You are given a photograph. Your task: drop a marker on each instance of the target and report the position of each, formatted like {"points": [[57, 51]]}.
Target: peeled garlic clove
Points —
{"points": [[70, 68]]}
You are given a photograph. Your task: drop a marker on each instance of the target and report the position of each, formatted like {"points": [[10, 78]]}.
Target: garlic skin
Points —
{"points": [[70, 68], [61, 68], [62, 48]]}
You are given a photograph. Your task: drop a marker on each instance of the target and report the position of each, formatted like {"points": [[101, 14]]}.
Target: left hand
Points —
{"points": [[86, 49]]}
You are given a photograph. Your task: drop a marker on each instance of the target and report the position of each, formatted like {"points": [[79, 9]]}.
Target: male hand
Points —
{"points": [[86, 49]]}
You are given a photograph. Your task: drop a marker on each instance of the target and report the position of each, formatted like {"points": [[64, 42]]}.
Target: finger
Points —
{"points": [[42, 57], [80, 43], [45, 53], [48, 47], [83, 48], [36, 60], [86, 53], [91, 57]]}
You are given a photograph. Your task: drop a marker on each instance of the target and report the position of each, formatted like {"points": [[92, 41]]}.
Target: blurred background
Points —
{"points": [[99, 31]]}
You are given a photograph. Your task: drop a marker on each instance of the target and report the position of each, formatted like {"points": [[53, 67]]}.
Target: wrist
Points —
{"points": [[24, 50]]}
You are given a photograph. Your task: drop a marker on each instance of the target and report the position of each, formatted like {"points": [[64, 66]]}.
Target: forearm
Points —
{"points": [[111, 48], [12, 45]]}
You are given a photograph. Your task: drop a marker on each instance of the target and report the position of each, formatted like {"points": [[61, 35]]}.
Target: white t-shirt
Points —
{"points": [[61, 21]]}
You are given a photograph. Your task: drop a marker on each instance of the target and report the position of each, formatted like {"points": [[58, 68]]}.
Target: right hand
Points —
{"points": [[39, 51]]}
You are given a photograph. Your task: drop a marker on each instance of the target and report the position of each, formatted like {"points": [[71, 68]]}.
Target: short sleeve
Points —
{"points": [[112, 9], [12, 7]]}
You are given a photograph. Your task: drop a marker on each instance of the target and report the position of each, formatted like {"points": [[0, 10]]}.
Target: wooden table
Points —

_Problem statement_:
Reproduce the material verbatim, line by line.

_Correct response_:
You are given a photograph. Your task: drop a marker on each instance of the target and report the position of each, formatted like {"points": [[57, 51]]}.
Target: peeled garlic clove
Points —
{"points": [[70, 68]]}
You are given a photograph. Your task: drop a marker on each instance of the target and report the position of each, formatted like {"points": [[10, 78]]}.
Target: garlic skin
Points —
{"points": [[70, 68], [61, 68], [62, 48]]}
You are given a photograph. Your task: drop a marker on each instance of the target and report the position of each, formatted like {"points": [[101, 14]]}.
Target: left hand
Points —
{"points": [[86, 49]]}
You are given a photograph. Your task: drop a marker on each instance of the target and report the position of each, formatted like {"points": [[79, 9]]}.
Target: male hand
Points —
{"points": [[86, 49]]}
You are given a photograph. Your task: drop a marker on each instance of the target and report the position of each, formatted like {"points": [[64, 42]]}.
Target: finger
Points —
{"points": [[42, 57], [80, 43], [45, 53], [48, 47], [83, 48], [36, 60], [86, 53], [91, 57]]}
You are given a photograph. Your task: drop a marker on each instance of the target and report the position of each, formatted like {"points": [[92, 41]]}.
Target: blurred background
Points —
{"points": [[99, 31]]}
You are given a photograph. Your task: drop a marker on each instance of the target and report the position of each, formatted like {"points": [[53, 67]]}.
Target: wrist
Points —
{"points": [[24, 50]]}
You are given a photograph. Your task: drop a marker on each instance of the target and report the position of each, formatted like {"points": [[64, 66]]}.
Target: forearm
Points —
{"points": [[111, 48], [12, 45]]}
You are given a photograph. Your task: drop a marker on each instance of the target and report the position of each, formatted like {"points": [[61, 35]]}.
Target: white t-shirt
Points —
{"points": [[61, 21]]}
You are given a photograph. Your task: drop a marker on each instance of the target and report the position of each, formatted like {"points": [[58, 68]]}.
Target: right hand
Points —
{"points": [[39, 51]]}
You are given a photograph. Your task: drop a marker on each instance of the target and report the position of each, formatted like {"points": [[71, 68]]}.
Target: short sleeve
Points —
{"points": [[112, 9], [12, 7]]}
You are given a photograph. Your task: drop a marker on each instance of the target and report the position of each, formatted like {"points": [[0, 10]]}.
Target: wooden table
Points —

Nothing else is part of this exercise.